--- Start of Records for this exercise ---

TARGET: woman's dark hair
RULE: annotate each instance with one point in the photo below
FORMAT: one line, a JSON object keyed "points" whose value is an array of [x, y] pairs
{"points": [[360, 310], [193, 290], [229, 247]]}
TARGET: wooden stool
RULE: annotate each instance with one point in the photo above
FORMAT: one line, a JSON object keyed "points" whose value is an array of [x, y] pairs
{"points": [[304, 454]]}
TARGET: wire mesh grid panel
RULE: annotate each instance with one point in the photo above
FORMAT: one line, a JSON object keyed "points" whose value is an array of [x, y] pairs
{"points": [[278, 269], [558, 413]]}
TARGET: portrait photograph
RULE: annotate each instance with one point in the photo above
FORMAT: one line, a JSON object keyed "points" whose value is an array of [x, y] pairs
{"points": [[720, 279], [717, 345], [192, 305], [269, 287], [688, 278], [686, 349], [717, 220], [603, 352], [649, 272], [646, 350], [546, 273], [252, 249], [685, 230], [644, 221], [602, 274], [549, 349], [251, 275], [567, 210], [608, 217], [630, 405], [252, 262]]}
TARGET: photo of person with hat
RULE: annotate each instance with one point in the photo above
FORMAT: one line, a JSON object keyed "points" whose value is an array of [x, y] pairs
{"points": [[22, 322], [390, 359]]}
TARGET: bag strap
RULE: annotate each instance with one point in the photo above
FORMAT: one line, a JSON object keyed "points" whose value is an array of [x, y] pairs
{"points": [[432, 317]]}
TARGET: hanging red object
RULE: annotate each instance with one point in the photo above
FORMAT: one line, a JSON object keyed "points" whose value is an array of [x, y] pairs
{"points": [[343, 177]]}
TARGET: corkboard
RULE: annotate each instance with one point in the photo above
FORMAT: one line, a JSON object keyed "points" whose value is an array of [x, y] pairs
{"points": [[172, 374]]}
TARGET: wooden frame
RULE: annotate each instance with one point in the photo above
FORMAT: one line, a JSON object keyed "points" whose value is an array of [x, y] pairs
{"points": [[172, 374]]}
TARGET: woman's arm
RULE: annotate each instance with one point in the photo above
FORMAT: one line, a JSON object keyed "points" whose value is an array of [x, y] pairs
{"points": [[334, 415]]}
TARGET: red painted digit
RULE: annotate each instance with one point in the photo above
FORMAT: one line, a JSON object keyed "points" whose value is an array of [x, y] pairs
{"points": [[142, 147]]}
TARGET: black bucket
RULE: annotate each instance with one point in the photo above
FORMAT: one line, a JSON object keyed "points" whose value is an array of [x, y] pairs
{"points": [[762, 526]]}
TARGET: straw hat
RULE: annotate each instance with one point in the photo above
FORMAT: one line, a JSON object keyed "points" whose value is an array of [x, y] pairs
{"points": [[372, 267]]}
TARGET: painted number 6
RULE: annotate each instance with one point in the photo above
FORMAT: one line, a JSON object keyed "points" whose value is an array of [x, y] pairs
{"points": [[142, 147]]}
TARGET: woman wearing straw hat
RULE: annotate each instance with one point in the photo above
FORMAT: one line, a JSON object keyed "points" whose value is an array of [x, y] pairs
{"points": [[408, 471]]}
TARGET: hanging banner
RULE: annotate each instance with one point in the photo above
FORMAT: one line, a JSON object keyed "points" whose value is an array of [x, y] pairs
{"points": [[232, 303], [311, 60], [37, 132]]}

--- End of Records for this exercise ---

• Set exercise: Copy all the lines, exactly.

• Complete response:
TARGET: woman's dark hair
RULE: annotate each instance with one point in the photo below
FORMAT: one line, a JSON object keyed "points" whose value is an array of [x, y] pairs
{"points": [[360, 310], [193, 290], [229, 247]]}
TARGET: wooden stool
RULE: annotate each instance with one point in the photo above
FORMAT: one line, a JSON object keyed "points" whose value is an array of [x, y] pairs
{"points": [[304, 454]]}
TARGET: wire mesh grid panel
RULE: annotate each instance with one point in the photo above
FORMAT: one line, a JSON object keyed "points" whose value is an array of [x, y] pairs
{"points": [[278, 269], [558, 413]]}
TARGET: portrait photograph
RULE: annotate each instance with one point in the photo above
FORMAT: one line, a JSON object keyed "points" whose value is an array of [x, y] pairs
{"points": [[720, 279], [717, 345], [192, 305], [269, 287], [688, 278], [686, 349], [717, 220], [603, 352], [649, 272], [646, 350], [546, 273], [252, 249], [685, 230], [644, 221], [602, 274], [549, 349], [251, 275], [567, 210], [608, 217], [630, 405], [252, 262]]}
TARGET: photo of person with hat
RULE: annotate each instance with one point in the photo above
FORMAT: one line, a JSON object keyed "points" whose value is an array of [x, y] pairs
{"points": [[22, 322], [390, 359]]}
TARGET: bag strap
RULE: annotate each instance with one point in the photo above
FORMAT: one line, a JSON object keyed "points" whose value is an array of [x, y] pairs
{"points": [[432, 317]]}
TARGET: hanging red object
RULE: annotate each instance with one point in the photo above
FORMAT: one line, a JSON object keyed "points" whose value is an array of [x, y] pairs
{"points": [[343, 177]]}
TARGET: corkboard
RULE: annotate each instance with one point in the photo above
FORMAT: one line, a JSON object keyed "points" whose value is an array of [x, y] pairs
{"points": [[172, 374]]}
TARGET: wooden frame
RULE: annotate each instance with one point in the photo above
FORMAT: one line, a JSON object keyed "points" whose value is an array of [x, y] pairs
{"points": [[172, 374]]}
TARGET: woman's arm
RULE: annotate each instance with one point in the photo above
FORMAT: one line, a JSON object keyed "points" whose value is an array of [x, y] pairs
{"points": [[334, 415]]}
TARGET: red painted digit
RULE: annotate each instance with one point in the photo above
FORMAT: one line, a JSON object keyed "points" whose value is an array of [x, y] pairs
{"points": [[142, 147]]}
TARGET: black bucket
RULE: annotate each instance with one point in the photo above
FORMAT: one line, a JSON object keyed "points" whose value is an array of [x, y] pairs
{"points": [[762, 526]]}
TARGET: straw hat
RULE: annotate each instance with one point in the photo above
FORMAT: one line, a JSON object keyed "points" whose value is an array of [x, y] pairs
{"points": [[372, 267]]}
TARGET: painted number 6
RULE: annotate each instance with one point in the photo above
FORMAT: one line, a JSON object keyed "points" whose value is an array of [x, y] pairs
{"points": [[142, 147]]}
TARGET: woman wearing straw hat
RULE: annotate each instance with one point in the photo above
FORMAT: one line, a JSON object keyed "points" whose value is an array of [x, y] pairs
{"points": [[408, 471]]}
TARGET: hanging banner
RULE: annotate each instance with one point in the photo above
FORMAT: one line, a JSON object keyed "points" whose value is an array of [x, y] pairs
{"points": [[232, 303], [311, 60], [37, 132]]}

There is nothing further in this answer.